▸ PROVIDED DATA

-*-

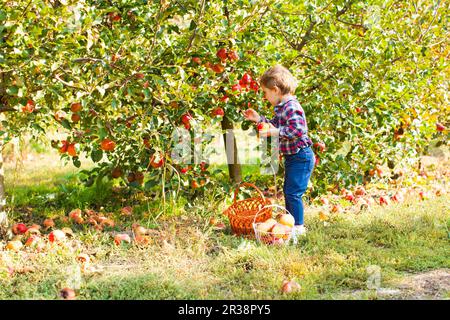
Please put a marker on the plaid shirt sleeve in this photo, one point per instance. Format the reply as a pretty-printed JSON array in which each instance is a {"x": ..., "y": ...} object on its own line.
[
  {"x": 295, "y": 122},
  {"x": 274, "y": 121}
]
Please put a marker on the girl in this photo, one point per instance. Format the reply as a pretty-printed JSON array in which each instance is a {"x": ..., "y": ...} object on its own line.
[{"x": 289, "y": 125}]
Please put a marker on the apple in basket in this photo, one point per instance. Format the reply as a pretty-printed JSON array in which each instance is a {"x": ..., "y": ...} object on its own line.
[{"x": 277, "y": 241}]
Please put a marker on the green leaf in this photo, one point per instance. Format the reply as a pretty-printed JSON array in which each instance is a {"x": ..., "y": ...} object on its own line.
[
  {"x": 76, "y": 162},
  {"x": 96, "y": 155}
]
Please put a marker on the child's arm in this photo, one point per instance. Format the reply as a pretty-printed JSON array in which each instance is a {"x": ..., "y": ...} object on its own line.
[
  {"x": 296, "y": 123},
  {"x": 252, "y": 115}
]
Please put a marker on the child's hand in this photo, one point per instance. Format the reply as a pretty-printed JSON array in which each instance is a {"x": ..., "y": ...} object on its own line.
[
  {"x": 252, "y": 115},
  {"x": 271, "y": 132}
]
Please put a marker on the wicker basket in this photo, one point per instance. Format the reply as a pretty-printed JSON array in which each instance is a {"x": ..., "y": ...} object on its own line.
[
  {"x": 243, "y": 213},
  {"x": 269, "y": 237}
]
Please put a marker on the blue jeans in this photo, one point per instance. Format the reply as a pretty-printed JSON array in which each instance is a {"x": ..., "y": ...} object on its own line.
[{"x": 298, "y": 169}]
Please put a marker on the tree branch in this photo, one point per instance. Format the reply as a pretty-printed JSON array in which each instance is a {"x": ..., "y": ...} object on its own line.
[
  {"x": 353, "y": 24},
  {"x": 344, "y": 9},
  {"x": 191, "y": 39},
  {"x": 68, "y": 84},
  {"x": 306, "y": 37},
  {"x": 431, "y": 23},
  {"x": 6, "y": 109}
]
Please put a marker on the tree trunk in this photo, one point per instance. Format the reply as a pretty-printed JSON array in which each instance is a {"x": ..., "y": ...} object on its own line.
[
  {"x": 234, "y": 167},
  {"x": 3, "y": 216}
]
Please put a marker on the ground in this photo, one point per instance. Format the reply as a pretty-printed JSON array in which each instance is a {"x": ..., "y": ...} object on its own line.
[{"x": 394, "y": 252}]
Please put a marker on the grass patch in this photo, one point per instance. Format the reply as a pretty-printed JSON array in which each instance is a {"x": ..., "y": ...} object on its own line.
[{"x": 188, "y": 259}]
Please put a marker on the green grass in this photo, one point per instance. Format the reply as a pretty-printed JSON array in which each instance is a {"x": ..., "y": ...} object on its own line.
[{"x": 190, "y": 260}]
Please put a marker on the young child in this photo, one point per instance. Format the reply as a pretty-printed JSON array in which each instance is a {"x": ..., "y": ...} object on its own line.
[{"x": 289, "y": 125}]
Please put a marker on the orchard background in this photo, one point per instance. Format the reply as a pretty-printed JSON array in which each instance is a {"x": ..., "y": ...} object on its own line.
[{"x": 116, "y": 79}]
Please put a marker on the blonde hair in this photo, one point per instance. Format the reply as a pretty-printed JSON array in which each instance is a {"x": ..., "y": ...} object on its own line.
[{"x": 280, "y": 77}]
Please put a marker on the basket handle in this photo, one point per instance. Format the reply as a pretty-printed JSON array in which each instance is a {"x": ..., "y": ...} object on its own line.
[
  {"x": 247, "y": 184},
  {"x": 269, "y": 206}
]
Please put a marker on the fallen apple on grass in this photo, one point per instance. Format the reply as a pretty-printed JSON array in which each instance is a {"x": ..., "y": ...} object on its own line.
[
  {"x": 290, "y": 286},
  {"x": 19, "y": 228},
  {"x": 67, "y": 294},
  {"x": 121, "y": 237},
  {"x": 14, "y": 245},
  {"x": 57, "y": 236}
]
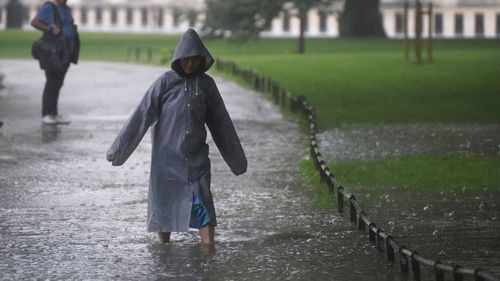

-*-

▸ YOUR INSTRUCTIONS
Find each line of the data above that contains the word "green" and copy those lines.

▸ THE REPLY
Please put a marker on the green leaf in this photo, one point per instance. Format the reply as a pretty-printed JSON array in which each instance is a {"x": ..., "y": ...} object on its own line.
Please put a marker on the green grass in this photo, one point per instance. Format the reply as a pretty-printed JSON array in which each instance is a {"x": ..., "y": ...} object on its own line.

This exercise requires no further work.